Excerpts from a dataset
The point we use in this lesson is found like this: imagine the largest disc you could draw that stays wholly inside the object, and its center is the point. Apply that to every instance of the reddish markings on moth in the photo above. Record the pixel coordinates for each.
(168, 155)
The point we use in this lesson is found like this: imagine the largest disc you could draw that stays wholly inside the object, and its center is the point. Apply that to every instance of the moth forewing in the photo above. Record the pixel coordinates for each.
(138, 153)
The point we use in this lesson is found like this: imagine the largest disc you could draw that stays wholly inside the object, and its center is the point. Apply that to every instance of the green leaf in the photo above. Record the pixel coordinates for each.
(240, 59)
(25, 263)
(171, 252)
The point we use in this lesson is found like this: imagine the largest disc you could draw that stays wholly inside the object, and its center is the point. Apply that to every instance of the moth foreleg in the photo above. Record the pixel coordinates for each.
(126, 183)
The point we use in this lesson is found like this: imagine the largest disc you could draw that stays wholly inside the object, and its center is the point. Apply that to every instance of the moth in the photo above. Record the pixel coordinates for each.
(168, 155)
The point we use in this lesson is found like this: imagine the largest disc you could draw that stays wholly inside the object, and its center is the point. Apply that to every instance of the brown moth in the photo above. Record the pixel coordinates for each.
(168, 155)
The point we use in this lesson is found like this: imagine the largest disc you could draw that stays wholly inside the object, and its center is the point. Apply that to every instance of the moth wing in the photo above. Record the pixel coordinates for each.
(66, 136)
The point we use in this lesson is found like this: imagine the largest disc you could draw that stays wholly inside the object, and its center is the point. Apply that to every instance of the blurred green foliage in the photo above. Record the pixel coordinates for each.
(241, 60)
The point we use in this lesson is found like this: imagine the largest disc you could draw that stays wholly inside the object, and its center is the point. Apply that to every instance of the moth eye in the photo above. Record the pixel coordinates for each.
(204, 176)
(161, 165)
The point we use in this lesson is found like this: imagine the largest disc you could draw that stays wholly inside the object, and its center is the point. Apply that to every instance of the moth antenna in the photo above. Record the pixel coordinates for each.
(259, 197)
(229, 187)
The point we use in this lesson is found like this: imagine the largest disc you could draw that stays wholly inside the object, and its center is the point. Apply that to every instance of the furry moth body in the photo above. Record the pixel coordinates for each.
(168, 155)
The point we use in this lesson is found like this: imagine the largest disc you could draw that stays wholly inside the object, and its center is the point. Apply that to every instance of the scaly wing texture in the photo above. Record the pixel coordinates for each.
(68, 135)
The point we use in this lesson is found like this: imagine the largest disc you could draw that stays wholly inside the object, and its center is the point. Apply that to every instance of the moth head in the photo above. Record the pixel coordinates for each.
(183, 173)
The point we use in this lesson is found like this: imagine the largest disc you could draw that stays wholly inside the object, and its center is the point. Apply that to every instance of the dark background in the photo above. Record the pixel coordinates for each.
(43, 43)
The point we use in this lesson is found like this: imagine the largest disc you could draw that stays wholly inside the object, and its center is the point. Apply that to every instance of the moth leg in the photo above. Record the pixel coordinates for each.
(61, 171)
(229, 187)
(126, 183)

§ **Your goal**:
The records above are to be copied in full, exactly as written.

§ **Exercise solution**:
The point we use in this lesson is found like this: imagine the largest disc you could draw that stays wholly inside the object, and its center is the point. Apply that to every instance of the reddish markings on moth in the photo above. Record the pixel coordinates for each.
(168, 155)
The point we use in this lesson is found like this: imagine the largest disc you could draw that stays wholly inside the object, and its center is the point. Apply that to every instance of the moth forewing in the photo above. Record the pixel coordinates for each.
(138, 153)
The point we use in this lesson is found like this: imagine the largest disc you could draw that stays wholly inside the object, and its center is the point. Apply that to every instance of the green leaf in the photo above. Record the pixel coordinates for each.
(240, 59)
(25, 263)
(171, 252)
The point we use in this lesson is found like this: imagine the largest disc you could draw that stays wholly inside the object, and its center is the point. Apply that to every instance of the moth foreleg in the photo above. Record the pixel coordinates for each.
(126, 183)
The point we use in this lesson is found like this: imagine the largest disc you could draw that stays wholly inside the object, and its center is the point. Apply that to every instance of the moth in the photo above. Record the pixel coordinates for each.
(168, 155)
The point we use in this lesson is found like this: imagine the largest disc you could draw that stays wholly inside the object, and its center is the point. Apply that to every instance of the brown moth in the photo above. Record the pixel coordinates for each.
(168, 155)
The point we use in this lesson is found like this: imagine the largest disc you could draw that stays wholly inside the object, and its center is the point. Apply that to every instance of the moth wing in the photo above. Record the pixel coordinates for each.
(66, 136)
The point we use in this lesson is found like this: imagine the largest disc you could draw that stays wholly inside the object, and its center is the point. Apply that to every instance of the blurred green foliage in the photo above. Record the pixel coordinates for each.
(241, 60)
The point we use in this lesson is found like this: imagine the largest disc you could draw that stays wholly inside the object, and its center is the point. Apply that to every instance of the moth eye in the photo above. Record the pixel coordinates for each.
(204, 176)
(161, 165)
The point we use in this lesson is found like this: imagine the largest disc you could draw that stays wholly inside the object, and its center is the point. Apply that to every instance of the moth antenna in the photo above. Record the pixel coordinates for each.
(259, 197)
(229, 187)
The point we use in this lesson is found like this: imagine the largest disc you could draw that stays wholly inside the object, and its center is the point. Apply that to every instance of the furry moth body in the photo above. Record the pixel coordinates for each.
(168, 155)
The point we use in this lesson is found like this: imagine the largest disc you could draw that stays wholly inside the object, and its center is the point. Apply that to every instance of the scaly wing texture in the photo above. Record the pixel coordinates for each.
(68, 135)
The point we use in this lesson is found like this: imagine the largest disc you could draw that stays wholly inside the object, and its center is the point. Apply that to every instance of the moth head in the photo above. Record the pixel coordinates for each.
(183, 173)
The point we use in this lesson is found like this: imagine the largest disc you could draw that stays wholly inside the object, and its center is the point. Apply that to every instance of the dark background in the photo above. Record the pixel coordinates for each.
(43, 43)
The point we use in this lesson is found like this: imagine the largest disc you could draw that stays wholly inside the object, and its center is the point. Apply that to every instance of the moth leg in the photo above. Record the pixel coordinates for each.
(61, 171)
(229, 187)
(126, 183)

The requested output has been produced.